• **Exercise requirements**: Print all of the material below word for word, keeping every line unchanged.

--- start Exercise materials ---

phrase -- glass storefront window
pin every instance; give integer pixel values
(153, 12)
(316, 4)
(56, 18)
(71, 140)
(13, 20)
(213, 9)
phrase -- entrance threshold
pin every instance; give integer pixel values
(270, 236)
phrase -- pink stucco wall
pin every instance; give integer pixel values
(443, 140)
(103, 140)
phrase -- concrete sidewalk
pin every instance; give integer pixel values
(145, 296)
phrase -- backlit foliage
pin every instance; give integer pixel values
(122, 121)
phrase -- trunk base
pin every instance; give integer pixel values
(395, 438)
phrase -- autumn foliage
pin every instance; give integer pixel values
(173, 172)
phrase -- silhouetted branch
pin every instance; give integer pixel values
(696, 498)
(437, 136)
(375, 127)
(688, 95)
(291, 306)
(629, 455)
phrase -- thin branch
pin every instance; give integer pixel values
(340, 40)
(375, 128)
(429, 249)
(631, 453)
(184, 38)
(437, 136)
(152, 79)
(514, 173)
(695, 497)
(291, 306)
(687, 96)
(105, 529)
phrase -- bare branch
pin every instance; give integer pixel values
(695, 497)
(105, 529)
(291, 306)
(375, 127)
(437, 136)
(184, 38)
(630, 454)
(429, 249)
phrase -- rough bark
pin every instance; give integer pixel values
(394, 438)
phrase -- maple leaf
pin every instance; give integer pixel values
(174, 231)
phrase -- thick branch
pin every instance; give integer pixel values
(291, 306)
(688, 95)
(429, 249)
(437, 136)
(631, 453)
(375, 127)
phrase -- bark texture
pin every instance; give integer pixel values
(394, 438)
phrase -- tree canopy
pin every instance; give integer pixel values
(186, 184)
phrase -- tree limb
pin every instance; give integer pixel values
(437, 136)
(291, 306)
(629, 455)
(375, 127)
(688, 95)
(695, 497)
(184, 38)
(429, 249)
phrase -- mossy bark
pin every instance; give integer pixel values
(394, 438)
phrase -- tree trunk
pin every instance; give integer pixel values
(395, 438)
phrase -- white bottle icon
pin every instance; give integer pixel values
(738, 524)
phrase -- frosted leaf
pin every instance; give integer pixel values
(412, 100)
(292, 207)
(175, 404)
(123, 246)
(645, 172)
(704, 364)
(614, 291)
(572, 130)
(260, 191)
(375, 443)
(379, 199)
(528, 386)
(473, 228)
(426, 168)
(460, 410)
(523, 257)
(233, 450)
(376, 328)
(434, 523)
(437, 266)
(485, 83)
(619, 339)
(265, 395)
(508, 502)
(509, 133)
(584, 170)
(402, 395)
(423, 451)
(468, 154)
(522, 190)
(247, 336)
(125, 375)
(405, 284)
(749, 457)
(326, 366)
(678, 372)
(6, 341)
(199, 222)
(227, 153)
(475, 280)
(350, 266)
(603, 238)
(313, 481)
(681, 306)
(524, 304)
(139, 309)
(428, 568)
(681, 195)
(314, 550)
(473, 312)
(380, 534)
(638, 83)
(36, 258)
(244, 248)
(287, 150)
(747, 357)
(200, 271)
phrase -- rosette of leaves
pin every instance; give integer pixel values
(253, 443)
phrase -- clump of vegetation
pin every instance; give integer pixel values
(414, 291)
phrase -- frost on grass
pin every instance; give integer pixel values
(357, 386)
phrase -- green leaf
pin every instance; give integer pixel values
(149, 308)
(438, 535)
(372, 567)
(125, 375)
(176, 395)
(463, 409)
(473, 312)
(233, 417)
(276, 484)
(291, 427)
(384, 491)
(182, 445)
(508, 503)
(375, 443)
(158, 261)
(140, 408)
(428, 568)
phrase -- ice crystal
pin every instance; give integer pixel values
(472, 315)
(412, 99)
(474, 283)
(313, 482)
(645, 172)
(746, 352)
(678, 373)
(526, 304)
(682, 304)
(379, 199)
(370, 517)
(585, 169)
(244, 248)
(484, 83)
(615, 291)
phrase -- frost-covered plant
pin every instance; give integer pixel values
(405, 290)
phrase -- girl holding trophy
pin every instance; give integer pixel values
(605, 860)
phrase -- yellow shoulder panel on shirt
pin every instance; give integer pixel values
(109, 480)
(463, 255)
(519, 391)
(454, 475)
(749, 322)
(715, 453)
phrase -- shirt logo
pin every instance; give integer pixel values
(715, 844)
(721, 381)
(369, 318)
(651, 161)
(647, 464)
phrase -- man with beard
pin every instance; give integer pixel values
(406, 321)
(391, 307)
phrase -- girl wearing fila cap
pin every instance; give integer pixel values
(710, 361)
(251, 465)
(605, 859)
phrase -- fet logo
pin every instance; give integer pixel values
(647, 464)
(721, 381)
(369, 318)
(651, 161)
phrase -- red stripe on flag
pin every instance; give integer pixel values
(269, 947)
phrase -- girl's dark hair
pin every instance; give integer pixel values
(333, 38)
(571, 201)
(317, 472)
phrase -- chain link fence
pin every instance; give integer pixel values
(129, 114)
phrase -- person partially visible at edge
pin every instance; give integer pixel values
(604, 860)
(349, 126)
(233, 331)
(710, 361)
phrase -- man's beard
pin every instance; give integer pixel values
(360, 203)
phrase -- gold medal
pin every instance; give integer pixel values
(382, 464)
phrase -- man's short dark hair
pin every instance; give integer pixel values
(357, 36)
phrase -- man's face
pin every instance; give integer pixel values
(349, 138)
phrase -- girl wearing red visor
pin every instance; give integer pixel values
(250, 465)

--- end Exercise materials ---

• **Correct result**:
phrase -- glass storefront window
pin every instance; give integer pixel values
(153, 12)
(316, 4)
(56, 18)
(71, 140)
(13, 20)
(213, 9)
phrase -- entrance threshold
pin every instance; give integer pixel values
(270, 236)
phrase -- pink stucco wall
pin every instance; give integer pixel values
(443, 140)
(103, 140)
phrase -- concrete sidewalk
pin every instance; give integer pixel values
(145, 296)
phrase -- backlit foliage
pin every instance; give integer pixel values
(122, 121)
phrase -- trunk base
pin every instance; give integer pixel values
(395, 438)
phrase -- autumn foliage
pin every instance; give integer pixel values
(173, 172)
phrase -- silhouetted branch
pin every instance; give integer pixel values
(696, 498)
(437, 136)
(375, 127)
(688, 95)
(291, 306)
(629, 455)
phrase -- thin branch
pin every instance; give integer pixel values
(340, 40)
(375, 128)
(429, 249)
(631, 453)
(184, 38)
(437, 136)
(152, 79)
(514, 173)
(695, 497)
(291, 306)
(687, 96)
(105, 529)
phrase -- bare branch
pin every instance; give integer pixel values
(695, 497)
(105, 529)
(291, 306)
(375, 127)
(437, 136)
(184, 38)
(630, 454)
(429, 249)
phrase -- rough bark
pin every instance; give integer pixel values
(394, 438)
phrase -- maple leaf
pin every instance; give integer pixel values
(174, 231)
phrase -- thick branch
pin every instance; give integer pixel values
(291, 306)
(688, 95)
(429, 249)
(437, 136)
(631, 453)
(375, 127)
phrase -- bark texture
pin every instance; give integer pixel values
(394, 438)
phrase -- tree canopy
pin every instance; give integer pixel values
(186, 184)
phrase -- tree limb
pin every instance; give integer pixel values
(437, 136)
(291, 306)
(629, 455)
(375, 127)
(688, 95)
(695, 497)
(184, 38)
(429, 249)
phrase -- mossy bark
pin every instance; give integer pixel values
(394, 438)
phrase -- tree trunk
pin every instance; give integer pixel values
(395, 438)
phrase -- white bottle icon
pin every instance; give integer pixel values
(738, 524)
phrase -- frosted leaf
pin every instance; give integer pixel values
(412, 100)
(292, 207)
(175, 404)
(123, 246)
(645, 172)
(704, 364)
(614, 291)
(572, 130)
(260, 191)
(375, 443)
(379, 199)
(528, 386)
(473, 228)
(426, 168)
(460, 410)
(523, 257)
(233, 450)
(376, 328)
(434, 523)
(437, 266)
(485, 83)
(619, 339)
(265, 395)
(508, 502)
(509, 133)
(584, 170)
(402, 395)
(423, 451)
(468, 154)
(522, 190)
(247, 336)
(125, 375)
(405, 284)
(749, 457)
(326, 366)
(678, 372)
(6, 341)
(199, 222)
(227, 153)
(475, 280)
(350, 266)
(603, 238)
(313, 481)
(681, 306)
(524, 304)
(139, 309)
(428, 568)
(681, 195)
(314, 550)
(473, 312)
(380, 534)
(638, 83)
(36, 258)
(244, 248)
(287, 150)
(747, 357)
(200, 271)
phrase -- rosette of leaves
pin every instance; give integer pixel values
(253, 443)
phrase -- clump of vegetation
pin every instance; give integer pixel values
(414, 291)
phrase -- frost on grass
pin every instance; give integer pixel values
(357, 386)
phrase -- green leaf
pin every instance; give integer pixel values
(149, 308)
(438, 535)
(372, 567)
(125, 375)
(176, 395)
(463, 409)
(473, 312)
(233, 417)
(276, 484)
(291, 427)
(384, 491)
(182, 445)
(508, 503)
(375, 443)
(158, 261)
(140, 408)
(428, 568)
phrase -- ice crystal
pin every instance; give integer pixel values
(472, 315)
(412, 99)
(474, 283)
(313, 482)
(645, 172)
(746, 352)
(678, 373)
(526, 304)
(682, 304)
(379, 199)
(370, 517)
(585, 169)
(244, 248)
(484, 83)
(615, 291)
phrase -- frost-covered plant
pin every instance; give integer pixel values
(405, 290)
phrase -- girl holding trophy
pin every instance; give integer pixel values
(605, 860)
phrase -- yellow shoulder panel on shirt
pin every instance; give integer pixel values
(109, 480)
(463, 255)
(519, 391)
(454, 475)
(749, 322)
(715, 453)
phrase -- shirt logo
pin every instance; give integer pixel values
(715, 844)
(721, 381)
(369, 318)
(651, 161)
(647, 464)
phrase -- man with beard
pin every instance; give integer pixel values
(406, 321)
(391, 307)
phrase -- girl wearing fila cap
pin every instance; give integer pixel values
(710, 361)
(251, 465)
(605, 859)
phrase -- fet logo
pin every instance; give integer pixel values
(647, 464)
(721, 381)
(369, 318)
(651, 161)
phrase -- red stripe on flag
pin every instance; give integer pixel values
(269, 947)
phrase -- girl's dark hair
pin every instance; give integer pixel values
(333, 38)
(571, 201)
(317, 472)
phrase -- chain link fence
pin every instance; give integer pixel values
(129, 114)
phrase -- person partially visible at edge
pin every instance; give integer pixel values
(604, 860)
(349, 126)
(233, 331)
(710, 361)
phrase -- man's beard
pin every instance; give integer pixel values
(360, 203)
phrase -- gold medal
pin every instance; give integer pixel values
(382, 464)
phrase -- man's short dark hair
pin every instance; give integer pixel values
(357, 36)
phrase -- man's face
pin every instance; give integer pixel values
(349, 138)
phrase -- girl wearing red visor
pin every instance; give integer pixel values
(250, 465)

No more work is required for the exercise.